**Page excerpt**:
=-=-=

Thirty-year-old Harris died on Sept. 4 on State Road 522 in Taos, N.M., when the Chevrolet Equinox she was driving struck a Chevrolet Avalanche from the rear. That contact sent her vehicle into the oncoming lane, where Harris collided head-on with a Jeep 16-year-old Maria Elena Cruz was driving. Both Harris and Cruz died at the scene, while the third driver was uninjured.

According to the Taos News, the Taos County Sheriff's Office retrieved the data recorders from the vehicles and reconstructed the scene, concluding that Harris was driving 102 MPH when she struck the Avalanche from behind and 95 MPH when she struck the Jeep head-on. The crash data showed that Cruz was traveling at a rate of 51 MPH.

The Taos County Sheriff's Office issued a statement on Sept. 19, saying, "Braking was indicated three-tenths of a second before impact."

E! News reports that Harris' official cause of death was blunt force trauma as a result of the crash.

“The information from the data boxes supports our at-scene investigation that two collision events occurred involving the three vehicles and that speed was definitely a contributing factor," Taos County Sheriff Jerry Hogrefe said.

Based on their analysis of the crash site, investigators also offered a preliminary assessment that alcohol played a contributing role in the crash. Hogrefe blamed Harris for the accident in talking to Taos News days afterward, saying, "At this time I will say with most certainty that Miss Cruz was an innocent victim of this senseless crash caused by Ms. Harris."

The now-completed report shows no alcohol was present on Miss Cruz at her time of death.

According to public records, Harris had a DWI in 2017 in which her blood alcohol level exceeded .15, nearly twice the legal limit, resulting in an ignition interlock being installed in her vehicle by court order.

=-=-=

**Given data**:
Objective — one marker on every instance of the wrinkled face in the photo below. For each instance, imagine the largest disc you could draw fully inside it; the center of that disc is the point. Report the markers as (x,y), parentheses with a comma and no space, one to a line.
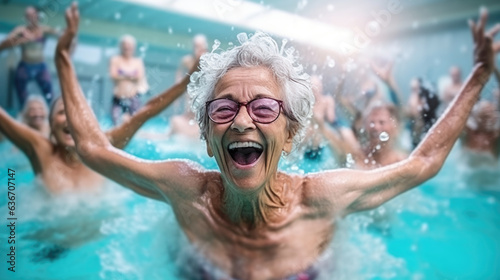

=-=-=

**Problem description**: List every vehicle that the Taos crash article names.

**Answer to the problem**: Chevrolet Equinox, Chevrolet Avalanche, Jeep